**TEXT BLOCK:**
* BEGIN *

Since then, XRP ETFs have pulled in roughly $1.24 billion in cumulative inflows. Institutional money keeps flowing into XRP, but geopolitics and whale selling on exchanges have kept the price from responding. Over the same period from November 2025 through early March 2026, Bitcoin ETFs have bled $3.6 billion and Ethereum ETFs have lost $1.2 billion, which puts XRP’s consistent inflows in a very different light.

Ethereum’s $1.2 billion in ETF losses didn’t happen gradually either. After peaking at $12.9 billion in cumulative inflows in mid-January, Ethereum ETFs went through multiple consecutive weeks of outflows through late January and February, losing about $1 billion in net withdrawals over just a few weeks. ETH’s total ETF assets dropped from $20.4 billion in mid-January to around $11.8 billion by mid-February, driven by both outflows and ETH’s falling price.

The Ethereum price itself has been declining since August 2025, when it hit its all-time high near $4,950. It was already down to about $3,000 by December, slid further through January and February, and is now trading around $2,000. The drop was caused by rate fears, weak risk appetite, and the same broad crypto selloff that’s taken most of the market lower over the past seven months.

* END *

**RECORDS PROVIDED:**

* BEGIN *

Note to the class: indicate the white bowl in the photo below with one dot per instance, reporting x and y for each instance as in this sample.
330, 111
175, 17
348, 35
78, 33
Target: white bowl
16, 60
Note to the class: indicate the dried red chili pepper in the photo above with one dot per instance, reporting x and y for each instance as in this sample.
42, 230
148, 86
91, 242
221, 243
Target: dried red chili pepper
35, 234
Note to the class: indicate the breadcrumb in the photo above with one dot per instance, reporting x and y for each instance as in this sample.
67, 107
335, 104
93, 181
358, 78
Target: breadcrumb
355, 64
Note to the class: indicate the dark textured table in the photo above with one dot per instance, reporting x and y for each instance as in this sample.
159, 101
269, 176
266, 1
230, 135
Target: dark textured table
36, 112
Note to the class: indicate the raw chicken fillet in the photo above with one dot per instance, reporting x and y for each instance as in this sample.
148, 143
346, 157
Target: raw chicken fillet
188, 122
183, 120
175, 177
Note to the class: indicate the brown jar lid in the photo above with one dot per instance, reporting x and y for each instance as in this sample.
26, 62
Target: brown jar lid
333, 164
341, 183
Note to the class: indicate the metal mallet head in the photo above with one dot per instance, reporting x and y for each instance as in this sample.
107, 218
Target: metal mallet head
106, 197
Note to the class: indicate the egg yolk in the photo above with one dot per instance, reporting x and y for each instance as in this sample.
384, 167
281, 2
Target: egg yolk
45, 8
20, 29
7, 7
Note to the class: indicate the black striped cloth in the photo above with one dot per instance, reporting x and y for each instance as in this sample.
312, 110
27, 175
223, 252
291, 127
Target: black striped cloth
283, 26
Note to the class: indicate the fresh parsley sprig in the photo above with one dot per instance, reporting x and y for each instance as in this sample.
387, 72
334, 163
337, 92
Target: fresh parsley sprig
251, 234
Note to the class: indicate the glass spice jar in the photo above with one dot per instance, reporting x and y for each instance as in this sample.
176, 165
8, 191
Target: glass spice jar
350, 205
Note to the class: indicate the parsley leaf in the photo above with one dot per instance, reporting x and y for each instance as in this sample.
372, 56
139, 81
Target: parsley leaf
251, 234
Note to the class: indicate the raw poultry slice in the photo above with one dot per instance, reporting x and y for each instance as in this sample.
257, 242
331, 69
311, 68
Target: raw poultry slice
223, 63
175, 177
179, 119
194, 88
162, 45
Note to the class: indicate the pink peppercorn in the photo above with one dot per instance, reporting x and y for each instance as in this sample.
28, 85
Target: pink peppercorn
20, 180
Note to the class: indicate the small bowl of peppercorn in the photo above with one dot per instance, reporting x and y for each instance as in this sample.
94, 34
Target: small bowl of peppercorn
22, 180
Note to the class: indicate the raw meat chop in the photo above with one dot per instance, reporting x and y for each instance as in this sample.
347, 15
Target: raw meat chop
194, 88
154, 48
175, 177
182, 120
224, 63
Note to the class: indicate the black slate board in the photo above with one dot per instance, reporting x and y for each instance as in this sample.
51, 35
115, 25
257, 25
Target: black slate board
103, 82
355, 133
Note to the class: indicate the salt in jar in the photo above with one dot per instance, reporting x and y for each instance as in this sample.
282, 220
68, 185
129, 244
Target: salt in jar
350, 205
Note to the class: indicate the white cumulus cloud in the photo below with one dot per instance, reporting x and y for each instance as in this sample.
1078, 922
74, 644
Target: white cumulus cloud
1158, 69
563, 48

* END *

**WORK TO DO:**
- 1) Write out the part of the passage on crypto ETF flows starting at "The Ethereum price" and ending at "past seven months.".
- 2) Repeat the lines of the listing starting at the line that contains "Note to the class: indicate the black slate" and ending at the last line of the listing, both included.

**EXERCISE RESPONSES:**
- 1)
The Ethereum price itself has been declining since August 2025, when it hit its all-time high near $4,950. It was already down to about $3,000 by December, slid further through January and February, and is now trading around $2,000. The drop was caused by rate fears, weak risk appetite, and the same broad crypto selloff that’s taken most of the market lower over the past seven months.

- 2)
Note to the class: indicate the black slate board in the photo above with one dot per instance, reporting x and y for each instance as in this sample.
51, 35
115, 25
257, 25
Target: black slate board
103, 82
355, 133
Note to the class: indicate the salt in jar in the photo above with one dot per instance, reporting x and y for each instance as in this sample.
282, 220
68, 185
129, 244
Target: salt in jar
350, 205
Note to the class: indicate the white cumulus cloud in the photo below with one dot per instance, reporting x and y for each instance as in this sample.
1078, 922
74, 644
Target: white cumulus cloud
1158, 69
563, 48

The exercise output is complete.